## How to complete this task
Among the records that follow, set down only the lines from the one containing "column 612, row 313" to the one containing "Where can the young man with black", both included, exactly.

· · ·

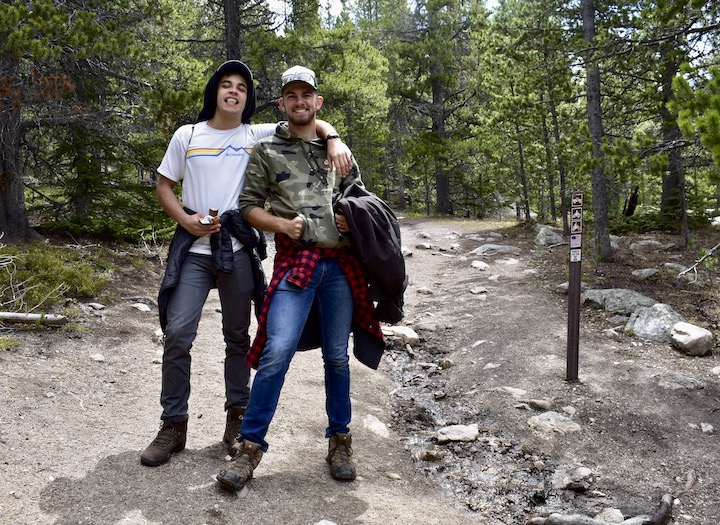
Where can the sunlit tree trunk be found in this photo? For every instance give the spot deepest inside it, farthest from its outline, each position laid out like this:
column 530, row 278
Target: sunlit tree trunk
column 603, row 247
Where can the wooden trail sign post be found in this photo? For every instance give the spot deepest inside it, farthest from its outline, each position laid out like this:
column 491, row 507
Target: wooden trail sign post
column 573, row 339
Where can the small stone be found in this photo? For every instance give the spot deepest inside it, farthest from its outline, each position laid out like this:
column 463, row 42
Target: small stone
column 140, row 307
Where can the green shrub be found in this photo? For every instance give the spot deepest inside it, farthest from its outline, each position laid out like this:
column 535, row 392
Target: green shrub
column 40, row 274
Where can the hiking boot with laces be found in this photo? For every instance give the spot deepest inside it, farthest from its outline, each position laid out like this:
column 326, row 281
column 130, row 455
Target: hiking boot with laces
column 240, row 469
column 233, row 421
column 170, row 439
column 342, row 467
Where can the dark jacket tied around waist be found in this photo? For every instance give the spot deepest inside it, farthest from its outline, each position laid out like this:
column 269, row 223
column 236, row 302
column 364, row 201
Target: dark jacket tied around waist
column 375, row 236
column 233, row 225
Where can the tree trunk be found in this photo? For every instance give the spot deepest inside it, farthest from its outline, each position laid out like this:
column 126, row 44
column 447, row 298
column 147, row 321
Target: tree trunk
column 443, row 204
column 673, row 203
column 233, row 41
column 14, row 224
column 603, row 247
column 549, row 171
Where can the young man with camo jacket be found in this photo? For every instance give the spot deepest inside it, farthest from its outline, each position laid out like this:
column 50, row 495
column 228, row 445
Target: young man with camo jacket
column 314, row 267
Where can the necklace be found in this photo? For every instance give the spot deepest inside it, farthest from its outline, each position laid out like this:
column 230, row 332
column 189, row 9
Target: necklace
column 315, row 169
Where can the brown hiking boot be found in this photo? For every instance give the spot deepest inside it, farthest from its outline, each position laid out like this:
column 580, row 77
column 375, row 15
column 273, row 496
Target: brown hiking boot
column 239, row 470
column 342, row 467
column 232, row 426
column 170, row 439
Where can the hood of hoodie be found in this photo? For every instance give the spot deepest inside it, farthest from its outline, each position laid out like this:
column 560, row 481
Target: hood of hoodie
column 210, row 100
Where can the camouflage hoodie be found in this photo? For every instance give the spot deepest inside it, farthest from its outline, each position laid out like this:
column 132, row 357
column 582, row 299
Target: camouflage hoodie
column 291, row 175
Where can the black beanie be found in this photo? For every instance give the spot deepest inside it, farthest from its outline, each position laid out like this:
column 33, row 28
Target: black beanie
column 210, row 102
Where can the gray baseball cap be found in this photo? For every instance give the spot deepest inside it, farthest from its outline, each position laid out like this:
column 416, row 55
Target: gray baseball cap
column 299, row 74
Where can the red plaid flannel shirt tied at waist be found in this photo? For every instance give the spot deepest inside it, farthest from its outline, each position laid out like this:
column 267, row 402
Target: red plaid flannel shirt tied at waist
column 299, row 263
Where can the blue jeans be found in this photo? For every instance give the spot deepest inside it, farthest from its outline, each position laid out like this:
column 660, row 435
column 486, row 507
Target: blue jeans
column 289, row 309
column 197, row 277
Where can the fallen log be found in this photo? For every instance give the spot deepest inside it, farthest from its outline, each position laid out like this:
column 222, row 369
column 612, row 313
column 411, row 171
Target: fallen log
column 661, row 517
column 44, row 319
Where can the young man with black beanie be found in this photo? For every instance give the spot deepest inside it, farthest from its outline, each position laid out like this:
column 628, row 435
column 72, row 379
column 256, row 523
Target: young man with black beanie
column 209, row 159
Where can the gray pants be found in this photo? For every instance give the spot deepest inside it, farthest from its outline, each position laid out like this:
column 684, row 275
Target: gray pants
column 197, row 278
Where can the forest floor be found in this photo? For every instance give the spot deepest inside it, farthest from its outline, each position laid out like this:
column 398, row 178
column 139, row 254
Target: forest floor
column 77, row 411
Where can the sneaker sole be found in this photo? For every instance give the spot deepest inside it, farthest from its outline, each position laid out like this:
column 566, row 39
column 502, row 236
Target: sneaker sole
column 156, row 463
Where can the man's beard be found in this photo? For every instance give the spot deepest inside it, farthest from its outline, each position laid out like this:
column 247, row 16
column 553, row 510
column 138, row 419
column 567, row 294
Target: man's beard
column 301, row 119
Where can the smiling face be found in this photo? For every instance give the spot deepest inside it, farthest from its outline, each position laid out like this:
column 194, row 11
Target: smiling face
column 300, row 103
column 231, row 98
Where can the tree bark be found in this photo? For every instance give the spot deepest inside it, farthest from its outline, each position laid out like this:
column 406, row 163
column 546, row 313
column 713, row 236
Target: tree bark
column 673, row 203
column 14, row 224
column 603, row 247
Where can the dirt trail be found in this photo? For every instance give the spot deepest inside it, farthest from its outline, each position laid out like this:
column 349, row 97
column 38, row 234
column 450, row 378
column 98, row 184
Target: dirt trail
column 72, row 428
column 77, row 412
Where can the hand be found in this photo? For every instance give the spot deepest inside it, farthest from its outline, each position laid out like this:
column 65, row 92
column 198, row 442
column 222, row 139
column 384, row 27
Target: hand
column 341, row 223
column 339, row 157
column 293, row 227
column 193, row 225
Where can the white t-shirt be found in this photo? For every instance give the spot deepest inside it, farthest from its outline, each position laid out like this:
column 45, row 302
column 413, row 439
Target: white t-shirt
column 211, row 165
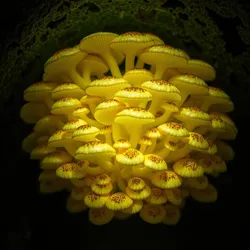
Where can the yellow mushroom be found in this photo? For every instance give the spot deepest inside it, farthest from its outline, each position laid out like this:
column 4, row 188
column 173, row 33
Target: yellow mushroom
column 64, row 62
column 156, row 197
column 194, row 142
column 118, row 201
column 133, row 120
column 136, row 77
column 199, row 68
column 48, row 124
column 63, row 138
column 153, row 214
column 82, row 112
column 166, row 179
column 40, row 151
column 188, row 167
column 163, row 57
column 106, row 87
column 55, row 159
column 98, row 43
column 65, row 106
column 65, row 90
column 130, row 43
column 193, row 117
column 162, row 91
column 97, row 152
column 40, row 92
column 32, row 112
column 106, row 111
column 189, row 85
column 134, row 97
column 92, row 65
column 100, row 216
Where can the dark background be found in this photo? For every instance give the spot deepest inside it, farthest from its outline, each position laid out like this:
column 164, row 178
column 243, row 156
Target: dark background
column 34, row 221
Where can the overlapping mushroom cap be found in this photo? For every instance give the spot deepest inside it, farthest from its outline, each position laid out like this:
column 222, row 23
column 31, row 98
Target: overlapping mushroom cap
column 123, row 139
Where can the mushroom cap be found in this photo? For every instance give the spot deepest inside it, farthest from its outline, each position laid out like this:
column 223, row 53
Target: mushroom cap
column 94, row 63
column 40, row 151
column 64, row 60
column 38, row 91
column 155, row 162
column 199, row 68
column 144, row 140
column 102, row 189
column 162, row 89
column 138, row 76
column 48, row 124
column 133, row 93
column 134, row 115
column 65, row 106
column 106, row 111
column 156, row 197
column 173, row 215
column 193, row 115
column 153, row 133
column 93, row 200
column 206, row 195
column 110, row 84
column 100, row 216
column 85, row 132
column 136, row 183
column 173, row 129
column 118, row 201
column 138, row 194
column 55, row 159
column 153, row 214
column 74, row 206
column 122, row 143
column 190, row 84
column 157, row 40
column 134, row 208
column 32, row 112
column 188, row 167
column 200, row 182
column 196, row 141
column 166, row 179
column 131, row 41
column 131, row 157
column 164, row 54
column 174, row 196
column 102, row 179
column 95, row 150
column 74, row 124
column 97, row 42
column 70, row 171
column 65, row 90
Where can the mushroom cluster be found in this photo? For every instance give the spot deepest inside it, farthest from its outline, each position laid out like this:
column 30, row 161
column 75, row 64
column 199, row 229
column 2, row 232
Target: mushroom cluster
column 127, row 124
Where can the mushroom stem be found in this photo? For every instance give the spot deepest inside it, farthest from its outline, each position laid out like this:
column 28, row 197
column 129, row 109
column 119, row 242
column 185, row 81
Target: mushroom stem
column 141, row 171
column 91, row 122
column 115, row 71
column 155, row 105
column 129, row 62
column 150, row 149
column 184, row 97
column 178, row 154
column 139, row 64
column 134, row 131
column 86, row 78
column 108, row 138
column 163, row 153
column 76, row 78
column 143, row 148
column 159, row 71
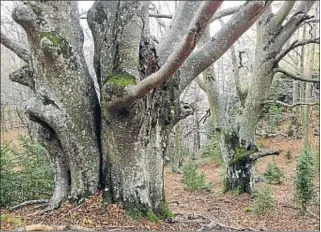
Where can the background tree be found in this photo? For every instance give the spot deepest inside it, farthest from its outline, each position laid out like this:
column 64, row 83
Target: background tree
column 120, row 142
column 237, row 135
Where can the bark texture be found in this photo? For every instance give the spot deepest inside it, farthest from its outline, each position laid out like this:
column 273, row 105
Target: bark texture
column 58, row 74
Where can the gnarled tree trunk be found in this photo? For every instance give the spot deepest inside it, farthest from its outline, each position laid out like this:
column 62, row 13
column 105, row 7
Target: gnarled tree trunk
column 58, row 75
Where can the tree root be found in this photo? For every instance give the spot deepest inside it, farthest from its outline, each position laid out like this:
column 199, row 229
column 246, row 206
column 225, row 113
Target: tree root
column 31, row 202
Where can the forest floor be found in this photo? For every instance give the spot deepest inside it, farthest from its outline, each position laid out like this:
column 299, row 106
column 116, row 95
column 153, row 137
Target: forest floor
column 193, row 210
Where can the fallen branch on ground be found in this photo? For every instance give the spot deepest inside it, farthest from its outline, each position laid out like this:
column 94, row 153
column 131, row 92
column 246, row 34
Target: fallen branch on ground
column 265, row 134
column 31, row 202
column 263, row 153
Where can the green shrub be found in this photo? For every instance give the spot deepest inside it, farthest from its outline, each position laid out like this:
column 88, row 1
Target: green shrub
column 26, row 173
column 192, row 180
column 288, row 155
column 212, row 150
column 263, row 201
column 304, row 187
column 274, row 116
column 273, row 174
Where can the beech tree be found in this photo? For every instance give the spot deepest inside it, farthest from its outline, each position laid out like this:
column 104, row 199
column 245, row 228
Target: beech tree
column 116, row 144
column 237, row 136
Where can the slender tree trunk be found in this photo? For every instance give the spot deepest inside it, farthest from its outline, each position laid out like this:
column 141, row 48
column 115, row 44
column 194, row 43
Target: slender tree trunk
column 176, row 155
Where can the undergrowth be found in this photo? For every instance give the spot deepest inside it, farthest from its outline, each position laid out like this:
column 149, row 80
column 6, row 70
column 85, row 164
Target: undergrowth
column 25, row 173
column 193, row 180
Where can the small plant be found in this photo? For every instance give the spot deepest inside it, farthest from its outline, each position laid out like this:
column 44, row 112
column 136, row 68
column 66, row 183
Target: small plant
column 304, row 187
column 25, row 173
column 288, row 155
column 192, row 180
column 273, row 174
column 274, row 116
column 10, row 221
column 212, row 150
column 263, row 201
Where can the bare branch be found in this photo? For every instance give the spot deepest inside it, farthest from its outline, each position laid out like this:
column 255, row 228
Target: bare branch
column 296, row 44
column 158, row 16
column 16, row 47
column 225, row 12
column 31, row 202
column 296, row 77
column 183, row 17
column 222, row 41
column 263, row 153
column 176, row 59
column 291, row 105
column 264, row 134
column 161, row 16
column 299, row 16
column 282, row 13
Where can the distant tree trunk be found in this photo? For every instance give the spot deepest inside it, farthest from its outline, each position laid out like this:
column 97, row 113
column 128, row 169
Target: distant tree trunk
column 197, row 137
column 308, row 95
column 237, row 136
column 176, row 155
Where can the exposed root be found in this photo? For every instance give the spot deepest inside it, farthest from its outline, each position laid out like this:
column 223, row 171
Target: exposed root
column 31, row 202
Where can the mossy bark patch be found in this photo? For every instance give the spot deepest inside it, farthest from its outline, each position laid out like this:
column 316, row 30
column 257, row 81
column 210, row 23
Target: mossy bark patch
column 121, row 80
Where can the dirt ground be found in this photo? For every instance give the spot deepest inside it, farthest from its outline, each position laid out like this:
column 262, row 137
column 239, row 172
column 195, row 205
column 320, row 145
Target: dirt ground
column 227, row 209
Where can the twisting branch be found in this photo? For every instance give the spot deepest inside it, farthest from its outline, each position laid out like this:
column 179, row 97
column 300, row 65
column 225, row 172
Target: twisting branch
column 299, row 16
column 158, row 16
column 16, row 47
column 296, row 77
column 293, row 105
column 294, row 45
column 225, row 12
column 282, row 13
column 222, row 41
column 175, row 60
column 263, row 153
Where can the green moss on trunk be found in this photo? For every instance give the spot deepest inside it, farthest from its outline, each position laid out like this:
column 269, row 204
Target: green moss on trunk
column 121, row 80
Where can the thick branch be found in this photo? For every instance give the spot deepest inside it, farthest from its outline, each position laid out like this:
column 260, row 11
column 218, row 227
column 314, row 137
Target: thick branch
column 291, row 105
column 263, row 153
column 157, row 16
column 221, row 42
column 16, row 47
column 299, row 16
column 296, row 44
column 176, row 59
column 183, row 17
column 296, row 77
column 225, row 12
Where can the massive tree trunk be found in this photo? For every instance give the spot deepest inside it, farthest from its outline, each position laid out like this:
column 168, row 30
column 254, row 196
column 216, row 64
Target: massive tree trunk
column 134, row 136
column 58, row 75
column 124, row 142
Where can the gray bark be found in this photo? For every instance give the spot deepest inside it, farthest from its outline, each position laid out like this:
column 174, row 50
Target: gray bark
column 237, row 137
column 65, row 100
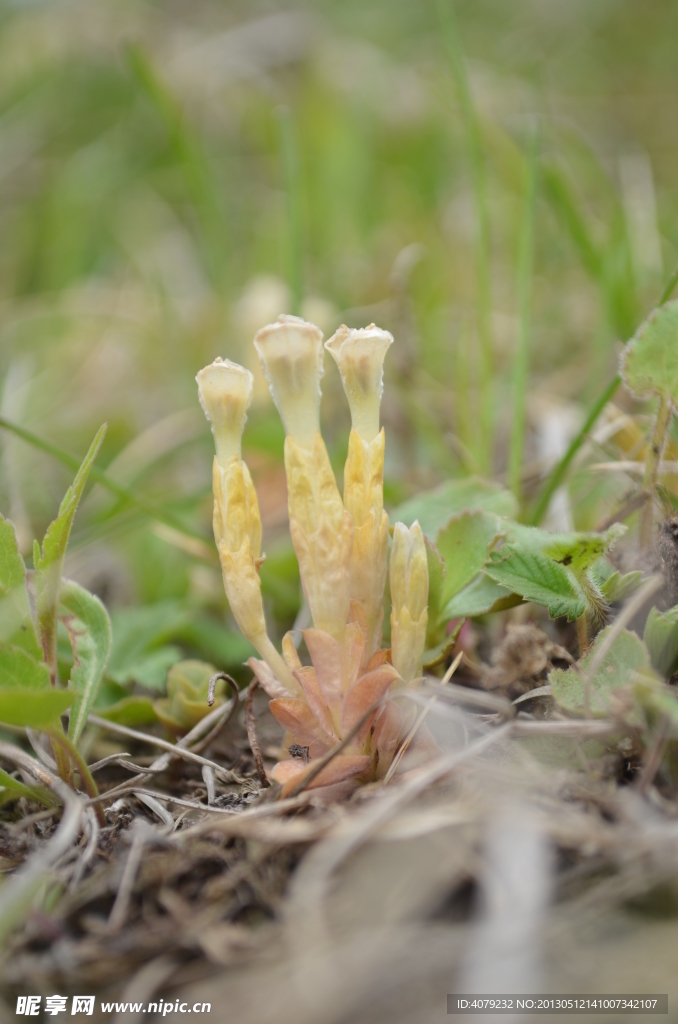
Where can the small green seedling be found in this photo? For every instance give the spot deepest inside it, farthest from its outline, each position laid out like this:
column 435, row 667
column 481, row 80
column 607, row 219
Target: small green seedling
column 185, row 704
column 31, row 693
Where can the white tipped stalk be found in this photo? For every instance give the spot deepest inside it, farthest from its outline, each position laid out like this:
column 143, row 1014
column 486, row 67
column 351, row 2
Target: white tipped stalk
column 224, row 389
column 291, row 354
column 359, row 355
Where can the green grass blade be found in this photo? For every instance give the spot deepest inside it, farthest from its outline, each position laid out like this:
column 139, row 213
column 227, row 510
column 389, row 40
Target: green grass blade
column 291, row 170
column 521, row 358
column 72, row 462
column 191, row 156
column 476, row 158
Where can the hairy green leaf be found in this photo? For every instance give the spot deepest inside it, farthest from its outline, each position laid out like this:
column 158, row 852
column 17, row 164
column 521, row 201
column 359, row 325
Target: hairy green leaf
column 434, row 508
column 537, row 578
column 16, row 627
column 31, row 710
column 49, row 559
column 88, row 627
column 618, row 587
column 17, row 668
column 649, row 364
column 661, row 636
column 627, row 658
column 577, row 551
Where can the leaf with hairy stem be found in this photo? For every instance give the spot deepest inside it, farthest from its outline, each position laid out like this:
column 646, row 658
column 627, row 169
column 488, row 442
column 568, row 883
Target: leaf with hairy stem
column 88, row 627
column 18, row 669
column 49, row 559
column 626, row 663
column 537, row 578
column 33, row 709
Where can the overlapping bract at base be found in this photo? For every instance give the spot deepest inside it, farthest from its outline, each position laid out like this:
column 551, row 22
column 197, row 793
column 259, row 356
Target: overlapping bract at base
column 341, row 546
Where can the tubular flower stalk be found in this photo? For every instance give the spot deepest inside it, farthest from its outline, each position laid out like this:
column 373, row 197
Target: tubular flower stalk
column 409, row 579
column 359, row 356
column 224, row 390
column 341, row 546
column 291, row 354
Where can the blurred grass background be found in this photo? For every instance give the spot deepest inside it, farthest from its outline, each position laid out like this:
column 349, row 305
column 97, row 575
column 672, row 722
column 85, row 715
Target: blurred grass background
column 496, row 186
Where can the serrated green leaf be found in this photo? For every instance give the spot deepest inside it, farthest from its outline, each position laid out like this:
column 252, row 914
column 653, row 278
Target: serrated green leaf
column 537, row 578
column 49, row 559
column 661, row 636
column 481, row 596
column 17, row 668
column 618, row 587
column 88, row 627
column 133, row 711
column 627, row 658
column 31, row 710
column 465, row 543
column 579, row 551
column 649, row 363
column 434, row 508
column 16, row 627
column 11, row 788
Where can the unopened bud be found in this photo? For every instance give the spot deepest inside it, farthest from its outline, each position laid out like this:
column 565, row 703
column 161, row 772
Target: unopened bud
column 291, row 354
column 224, row 389
column 359, row 355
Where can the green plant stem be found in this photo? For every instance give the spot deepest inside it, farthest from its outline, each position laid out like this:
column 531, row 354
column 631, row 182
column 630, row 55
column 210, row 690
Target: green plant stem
column 100, row 476
column 290, row 160
column 74, row 756
column 64, row 769
column 558, row 472
column 474, row 147
column 521, row 358
column 651, row 470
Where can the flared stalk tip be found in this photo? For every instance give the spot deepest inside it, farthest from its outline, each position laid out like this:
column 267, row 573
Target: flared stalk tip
column 291, row 354
column 224, row 389
column 359, row 355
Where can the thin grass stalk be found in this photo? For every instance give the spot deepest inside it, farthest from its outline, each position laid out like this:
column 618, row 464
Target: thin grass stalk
column 475, row 153
column 290, row 161
column 521, row 358
column 651, row 470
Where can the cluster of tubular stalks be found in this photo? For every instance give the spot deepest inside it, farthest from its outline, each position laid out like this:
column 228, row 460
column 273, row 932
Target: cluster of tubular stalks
column 342, row 549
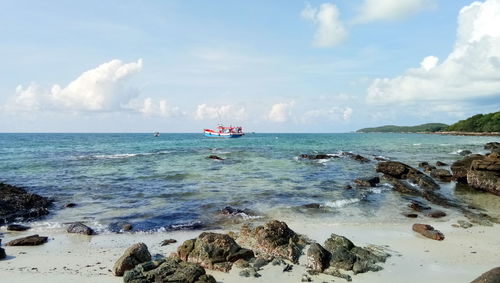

· · ·

## Result of the task
column 612, row 313
column 411, row 171
Target: fallen log
column 661, row 517
column 44, row 319
Where can the young man with black beanie be found in this photo? For every instance give the spot deepest inside it, farthest from its outline, each position laid out like this:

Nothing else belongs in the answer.